▶ _WHAT YOU WILL DO_
Reproduce exactly the line in which "Question. Indicate a point on each instance of the small" occurs and all the lines after it, ending with the last line.

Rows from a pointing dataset
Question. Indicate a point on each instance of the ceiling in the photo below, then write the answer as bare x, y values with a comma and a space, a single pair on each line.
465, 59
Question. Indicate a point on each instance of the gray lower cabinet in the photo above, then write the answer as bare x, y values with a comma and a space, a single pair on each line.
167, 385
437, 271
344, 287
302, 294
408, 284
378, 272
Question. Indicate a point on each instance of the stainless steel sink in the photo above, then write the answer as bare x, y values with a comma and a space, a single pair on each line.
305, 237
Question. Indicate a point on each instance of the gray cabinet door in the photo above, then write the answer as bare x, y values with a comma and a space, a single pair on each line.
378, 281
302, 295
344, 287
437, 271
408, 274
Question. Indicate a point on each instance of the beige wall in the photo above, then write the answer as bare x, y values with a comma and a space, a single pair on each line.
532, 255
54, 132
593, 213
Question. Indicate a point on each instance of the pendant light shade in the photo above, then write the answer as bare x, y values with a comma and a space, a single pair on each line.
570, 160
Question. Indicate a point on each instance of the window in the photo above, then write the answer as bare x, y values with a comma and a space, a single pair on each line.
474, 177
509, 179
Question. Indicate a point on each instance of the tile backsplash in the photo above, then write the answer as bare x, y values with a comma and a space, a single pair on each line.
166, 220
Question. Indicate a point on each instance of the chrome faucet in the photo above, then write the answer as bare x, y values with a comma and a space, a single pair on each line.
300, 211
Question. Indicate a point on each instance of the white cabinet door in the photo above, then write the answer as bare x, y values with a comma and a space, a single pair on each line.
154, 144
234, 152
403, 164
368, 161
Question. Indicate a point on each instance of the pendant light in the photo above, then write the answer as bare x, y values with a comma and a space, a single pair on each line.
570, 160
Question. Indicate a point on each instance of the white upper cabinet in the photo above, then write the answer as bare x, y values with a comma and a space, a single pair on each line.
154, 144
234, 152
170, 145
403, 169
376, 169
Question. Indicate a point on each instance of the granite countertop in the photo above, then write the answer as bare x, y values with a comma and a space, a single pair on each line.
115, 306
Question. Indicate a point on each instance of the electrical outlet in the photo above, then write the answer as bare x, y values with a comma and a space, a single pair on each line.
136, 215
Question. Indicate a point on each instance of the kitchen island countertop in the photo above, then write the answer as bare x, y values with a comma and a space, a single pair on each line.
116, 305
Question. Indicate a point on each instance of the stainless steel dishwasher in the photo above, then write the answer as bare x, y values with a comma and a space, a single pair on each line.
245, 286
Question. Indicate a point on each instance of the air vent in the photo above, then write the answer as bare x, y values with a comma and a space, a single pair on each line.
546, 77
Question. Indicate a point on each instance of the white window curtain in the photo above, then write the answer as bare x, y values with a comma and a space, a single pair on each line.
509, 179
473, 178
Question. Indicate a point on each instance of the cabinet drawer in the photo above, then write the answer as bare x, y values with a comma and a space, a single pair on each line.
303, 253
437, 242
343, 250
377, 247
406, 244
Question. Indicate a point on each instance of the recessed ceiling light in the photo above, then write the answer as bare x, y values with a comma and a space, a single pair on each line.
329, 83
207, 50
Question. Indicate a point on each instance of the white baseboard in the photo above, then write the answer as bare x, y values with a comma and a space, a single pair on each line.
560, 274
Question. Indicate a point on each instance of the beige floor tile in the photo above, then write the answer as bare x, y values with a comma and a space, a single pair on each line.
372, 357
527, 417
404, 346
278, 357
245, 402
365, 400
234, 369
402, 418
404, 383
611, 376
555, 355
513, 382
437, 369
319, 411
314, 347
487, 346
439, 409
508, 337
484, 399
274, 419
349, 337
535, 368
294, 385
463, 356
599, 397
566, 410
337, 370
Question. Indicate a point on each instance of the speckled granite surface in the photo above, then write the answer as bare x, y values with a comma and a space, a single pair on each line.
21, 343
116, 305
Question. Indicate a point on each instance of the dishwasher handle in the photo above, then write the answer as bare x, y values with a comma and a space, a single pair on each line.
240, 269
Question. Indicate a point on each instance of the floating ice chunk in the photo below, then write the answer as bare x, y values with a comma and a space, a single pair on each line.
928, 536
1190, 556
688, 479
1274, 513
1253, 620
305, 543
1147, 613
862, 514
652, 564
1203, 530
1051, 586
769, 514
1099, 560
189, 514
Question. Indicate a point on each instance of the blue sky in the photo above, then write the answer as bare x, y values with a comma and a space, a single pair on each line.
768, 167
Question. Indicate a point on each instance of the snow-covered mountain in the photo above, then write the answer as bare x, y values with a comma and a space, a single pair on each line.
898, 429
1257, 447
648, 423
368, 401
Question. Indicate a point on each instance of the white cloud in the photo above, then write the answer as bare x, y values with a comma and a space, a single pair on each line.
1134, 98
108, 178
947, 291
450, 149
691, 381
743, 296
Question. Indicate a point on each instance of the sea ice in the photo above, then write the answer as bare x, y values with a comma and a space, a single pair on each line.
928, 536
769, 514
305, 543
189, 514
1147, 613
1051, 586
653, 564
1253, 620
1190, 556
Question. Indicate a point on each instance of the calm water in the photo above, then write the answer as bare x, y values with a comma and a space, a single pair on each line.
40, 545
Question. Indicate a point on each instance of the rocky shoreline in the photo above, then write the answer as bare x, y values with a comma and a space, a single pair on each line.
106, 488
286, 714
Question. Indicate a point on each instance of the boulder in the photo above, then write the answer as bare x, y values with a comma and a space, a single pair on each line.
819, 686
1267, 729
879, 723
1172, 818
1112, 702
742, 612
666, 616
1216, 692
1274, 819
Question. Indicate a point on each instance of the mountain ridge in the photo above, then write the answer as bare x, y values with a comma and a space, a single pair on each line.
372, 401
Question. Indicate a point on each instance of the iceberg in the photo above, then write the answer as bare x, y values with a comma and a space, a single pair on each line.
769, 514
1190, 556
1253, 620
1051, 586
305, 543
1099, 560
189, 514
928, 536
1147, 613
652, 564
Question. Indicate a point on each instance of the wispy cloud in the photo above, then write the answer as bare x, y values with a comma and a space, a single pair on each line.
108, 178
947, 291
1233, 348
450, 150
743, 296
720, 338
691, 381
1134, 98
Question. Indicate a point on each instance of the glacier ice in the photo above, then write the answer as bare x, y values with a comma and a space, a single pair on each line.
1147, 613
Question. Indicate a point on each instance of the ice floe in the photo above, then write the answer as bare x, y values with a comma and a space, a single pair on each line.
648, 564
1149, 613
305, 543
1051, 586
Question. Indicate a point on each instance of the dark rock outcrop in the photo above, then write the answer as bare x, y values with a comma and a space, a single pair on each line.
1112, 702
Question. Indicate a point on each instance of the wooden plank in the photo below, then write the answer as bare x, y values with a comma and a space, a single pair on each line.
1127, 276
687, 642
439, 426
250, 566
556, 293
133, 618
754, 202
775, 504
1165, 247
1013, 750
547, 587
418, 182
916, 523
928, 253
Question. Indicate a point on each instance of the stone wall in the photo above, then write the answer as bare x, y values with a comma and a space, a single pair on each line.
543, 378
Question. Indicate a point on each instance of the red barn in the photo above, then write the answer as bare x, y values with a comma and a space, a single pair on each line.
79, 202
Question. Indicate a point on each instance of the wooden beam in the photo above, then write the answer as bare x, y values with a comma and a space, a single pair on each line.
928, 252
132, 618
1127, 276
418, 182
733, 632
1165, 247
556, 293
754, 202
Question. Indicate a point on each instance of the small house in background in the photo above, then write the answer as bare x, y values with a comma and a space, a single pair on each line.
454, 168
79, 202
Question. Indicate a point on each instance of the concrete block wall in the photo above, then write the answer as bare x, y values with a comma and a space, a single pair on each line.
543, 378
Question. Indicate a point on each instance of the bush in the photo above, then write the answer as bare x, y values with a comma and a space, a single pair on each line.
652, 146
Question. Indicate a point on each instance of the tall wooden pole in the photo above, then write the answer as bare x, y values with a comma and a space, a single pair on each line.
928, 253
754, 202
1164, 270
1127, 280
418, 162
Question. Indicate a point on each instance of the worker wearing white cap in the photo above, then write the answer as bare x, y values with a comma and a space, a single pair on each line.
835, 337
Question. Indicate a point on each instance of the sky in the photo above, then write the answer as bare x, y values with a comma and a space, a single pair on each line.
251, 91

▶ _WRITTEN ANSWER_
Question. Indicate a point on each instance of the small house in background in the photo above, then write the answer as bare x, y values with a comma and a space, a single pair on each line.
454, 168
79, 202
Question. Indicate a point on each instance of the concrete block wall in the photo above, then write the answer as bare x, y values with a comma and a space, a single pair on each line.
543, 378
Question. Indicate a point on each instance of the bush in the photo above, then write the answer as bare x, y values with a comma and a space, a single pair on each line.
652, 146
Question. Indicate a point on each instance of the tall wooden pole in the photo above, then write the answer as bare x, y values with a comma and a space, a single pair on each line.
928, 253
754, 202
1164, 270
1127, 280
418, 162
Question. Indicate a point on each instance of the worker wearing white cap in the photo above, then write the answer as bare x, y values with a comma and a space, a single pair on each line.
835, 337
Question. Indicate a point on each instance of the sky in the photo above, then write the answer as bare x, y values with a comma and a space, a single pair on each line.
251, 91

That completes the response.